> _GIVEN EXERCISE_: Repeat exactly, and only, the lines from the line containing "Practice step: locate the sports" through the last line of the records below, including both.

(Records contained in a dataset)
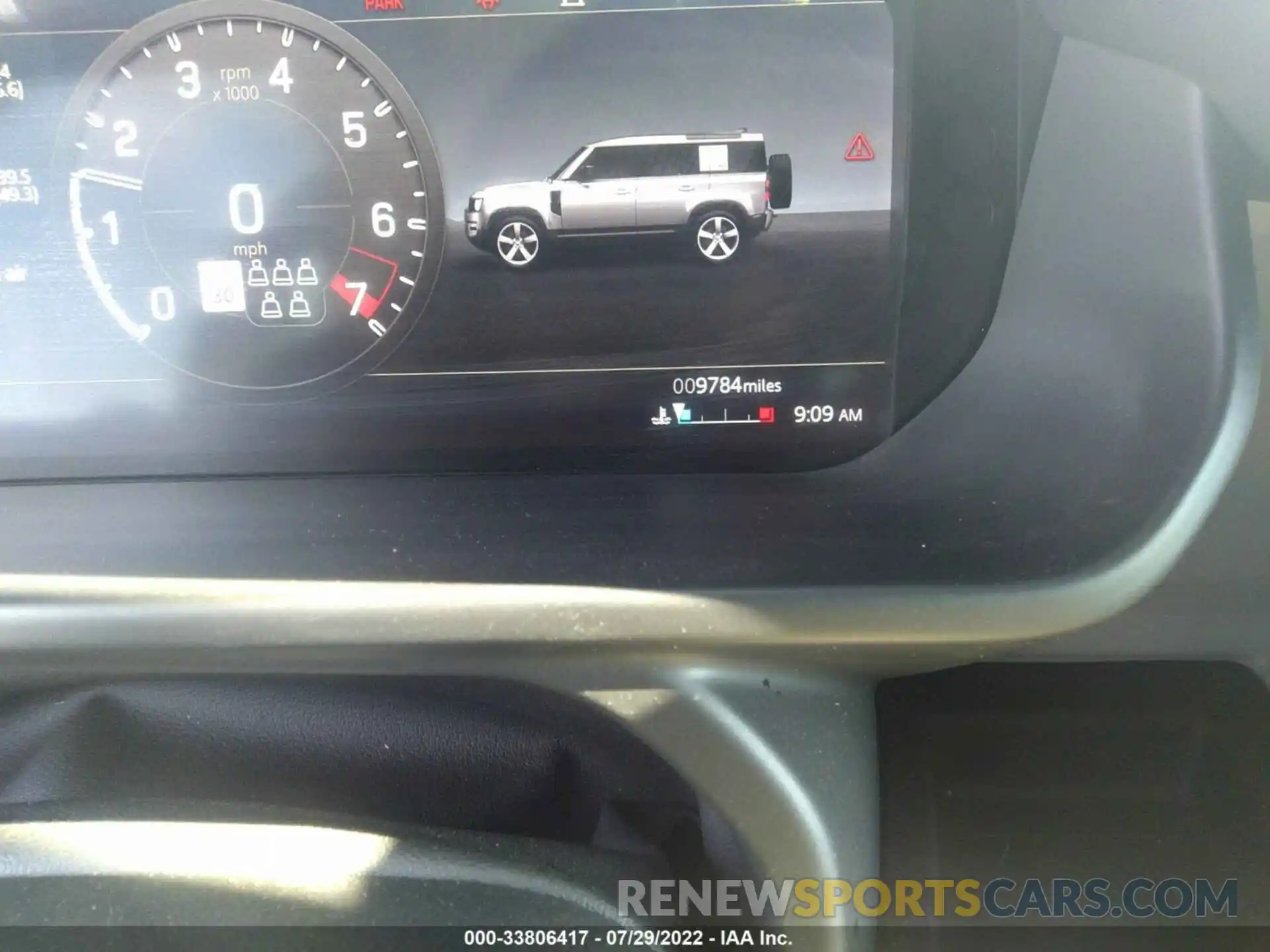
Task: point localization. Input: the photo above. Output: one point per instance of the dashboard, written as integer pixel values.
(460, 235)
(601, 395)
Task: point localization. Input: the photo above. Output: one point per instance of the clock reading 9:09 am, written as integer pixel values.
(252, 194)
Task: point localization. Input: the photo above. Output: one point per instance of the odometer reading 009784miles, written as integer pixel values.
(252, 192)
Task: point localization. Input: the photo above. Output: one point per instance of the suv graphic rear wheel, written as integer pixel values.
(519, 243)
(718, 237)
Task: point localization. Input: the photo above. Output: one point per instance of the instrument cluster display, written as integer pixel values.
(251, 237)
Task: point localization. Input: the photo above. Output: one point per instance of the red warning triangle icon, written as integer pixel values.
(860, 150)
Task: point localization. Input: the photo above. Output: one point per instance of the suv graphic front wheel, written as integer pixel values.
(519, 243)
(718, 237)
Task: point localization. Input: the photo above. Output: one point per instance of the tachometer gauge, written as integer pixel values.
(253, 194)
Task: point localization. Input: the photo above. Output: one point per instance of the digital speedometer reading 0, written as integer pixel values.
(252, 194)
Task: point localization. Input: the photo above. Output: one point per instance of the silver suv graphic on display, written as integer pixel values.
(715, 190)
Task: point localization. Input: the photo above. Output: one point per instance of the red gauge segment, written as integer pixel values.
(364, 282)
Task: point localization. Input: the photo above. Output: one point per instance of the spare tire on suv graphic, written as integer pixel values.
(716, 190)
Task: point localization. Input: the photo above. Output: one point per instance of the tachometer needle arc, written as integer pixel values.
(110, 178)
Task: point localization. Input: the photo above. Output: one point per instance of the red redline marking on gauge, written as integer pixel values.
(860, 150)
(371, 300)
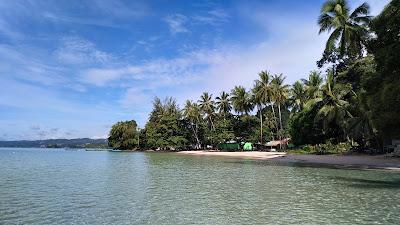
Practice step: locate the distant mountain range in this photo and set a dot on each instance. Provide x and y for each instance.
(57, 143)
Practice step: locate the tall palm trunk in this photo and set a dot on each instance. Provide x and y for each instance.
(260, 111)
(212, 124)
(194, 128)
(280, 116)
(273, 113)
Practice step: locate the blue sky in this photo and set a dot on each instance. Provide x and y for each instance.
(71, 69)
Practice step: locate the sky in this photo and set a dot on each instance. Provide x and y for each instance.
(71, 69)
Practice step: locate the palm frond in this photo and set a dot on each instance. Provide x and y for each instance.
(363, 9)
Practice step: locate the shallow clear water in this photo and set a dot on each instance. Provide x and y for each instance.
(40, 186)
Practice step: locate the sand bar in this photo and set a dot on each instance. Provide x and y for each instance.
(358, 161)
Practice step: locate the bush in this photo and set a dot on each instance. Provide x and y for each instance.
(324, 149)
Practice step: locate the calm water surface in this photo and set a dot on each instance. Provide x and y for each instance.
(40, 186)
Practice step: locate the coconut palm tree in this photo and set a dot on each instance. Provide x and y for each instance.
(224, 104)
(313, 84)
(332, 103)
(349, 30)
(262, 96)
(241, 100)
(207, 106)
(192, 113)
(298, 96)
(280, 93)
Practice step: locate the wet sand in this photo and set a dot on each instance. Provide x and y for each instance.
(356, 161)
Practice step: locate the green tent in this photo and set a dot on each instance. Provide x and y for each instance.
(229, 146)
(248, 146)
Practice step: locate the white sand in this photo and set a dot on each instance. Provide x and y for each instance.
(359, 161)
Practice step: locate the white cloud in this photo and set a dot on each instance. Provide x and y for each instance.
(76, 50)
(176, 23)
(134, 97)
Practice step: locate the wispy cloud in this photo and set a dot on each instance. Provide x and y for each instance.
(76, 50)
(177, 23)
(214, 17)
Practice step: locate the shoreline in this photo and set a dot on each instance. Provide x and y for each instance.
(380, 162)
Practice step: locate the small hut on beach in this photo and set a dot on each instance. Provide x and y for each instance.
(281, 144)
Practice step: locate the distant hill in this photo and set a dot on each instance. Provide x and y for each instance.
(57, 143)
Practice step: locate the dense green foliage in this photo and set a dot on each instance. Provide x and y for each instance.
(123, 135)
(354, 104)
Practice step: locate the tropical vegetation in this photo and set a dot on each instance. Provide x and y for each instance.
(350, 101)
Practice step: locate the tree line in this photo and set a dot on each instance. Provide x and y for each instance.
(355, 100)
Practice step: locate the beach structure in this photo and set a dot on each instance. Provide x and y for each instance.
(281, 144)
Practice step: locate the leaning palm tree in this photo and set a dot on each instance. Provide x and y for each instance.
(332, 103)
(313, 84)
(241, 100)
(207, 106)
(262, 96)
(298, 96)
(224, 104)
(280, 93)
(349, 30)
(192, 113)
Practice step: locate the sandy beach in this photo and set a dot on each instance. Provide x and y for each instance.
(356, 161)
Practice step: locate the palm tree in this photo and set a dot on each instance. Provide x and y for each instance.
(223, 104)
(262, 96)
(332, 103)
(313, 84)
(207, 106)
(349, 30)
(192, 113)
(298, 96)
(280, 93)
(241, 100)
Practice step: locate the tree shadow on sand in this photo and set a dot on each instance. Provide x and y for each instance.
(367, 183)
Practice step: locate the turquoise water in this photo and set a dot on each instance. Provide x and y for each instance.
(39, 186)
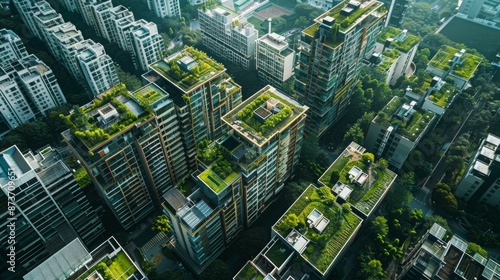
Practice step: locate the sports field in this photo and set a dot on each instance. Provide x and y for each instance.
(484, 39)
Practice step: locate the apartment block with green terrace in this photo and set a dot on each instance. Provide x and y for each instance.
(202, 93)
(454, 63)
(115, 138)
(394, 52)
(360, 183)
(397, 129)
(331, 52)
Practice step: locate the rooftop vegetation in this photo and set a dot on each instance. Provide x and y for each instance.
(242, 117)
(399, 43)
(83, 123)
(365, 197)
(464, 70)
(222, 169)
(205, 69)
(249, 273)
(412, 128)
(278, 253)
(322, 248)
(119, 267)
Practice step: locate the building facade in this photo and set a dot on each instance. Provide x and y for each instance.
(274, 59)
(50, 208)
(165, 8)
(396, 130)
(339, 39)
(229, 36)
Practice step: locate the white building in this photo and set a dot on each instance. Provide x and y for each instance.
(97, 67)
(479, 171)
(148, 45)
(228, 36)
(165, 8)
(275, 60)
(11, 47)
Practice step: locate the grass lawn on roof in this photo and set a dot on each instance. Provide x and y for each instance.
(278, 253)
(213, 180)
(322, 248)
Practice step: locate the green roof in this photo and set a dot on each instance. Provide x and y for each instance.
(343, 22)
(411, 129)
(364, 197)
(401, 42)
(322, 249)
(203, 68)
(120, 267)
(464, 70)
(243, 119)
(121, 109)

> _RESPONSE_:
Practice step: locate the sports field in this photo and set a dot on each instance. Provide x and y for each instance.
(484, 39)
Practice step: locate the apartment block with green terrace in this photo and set a dot on each instance. Provide x and y for each instance.
(202, 93)
(454, 63)
(115, 138)
(394, 52)
(360, 183)
(397, 129)
(331, 52)
Practice step: locate the rooftop vegetation in this photo and set a dot on each instance. Provide x and y for each instance.
(242, 117)
(399, 43)
(83, 123)
(365, 197)
(464, 70)
(222, 169)
(205, 69)
(249, 273)
(412, 128)
(278, 253)
(322, 248)
(119, 267)
Practice step: locate the building facade in this photo and set a dot on each instance. Provide x and y for each instance.
(274, 59)
(50, 208)
(165, 8)
(396, 130)
(339, 39)
(229, 36)
Practice step: locate the white building in this photo and set a dot on each instance. Provide x and y for each instance.
(97, 67)
(479, 171)
(148, 45)
(228, 36)
(165, 8)
(275, 60)
(11, 47)
Practice step: locate the grass lawn on roof in this photo and set a dot on each instance. Provide x and y for each instance.
(278, 253)
(213, 180)
(322, 248)
Practice step: locate the green roof in this photo and set a dot on each instance. Provide x and y for each instance.
(343, 22)
(411, 129)
(364, 197)
(401, 42)
(322, 249)
(203, 68)
(120, 267)
(464, 70)
(243, 119)
(121, 109)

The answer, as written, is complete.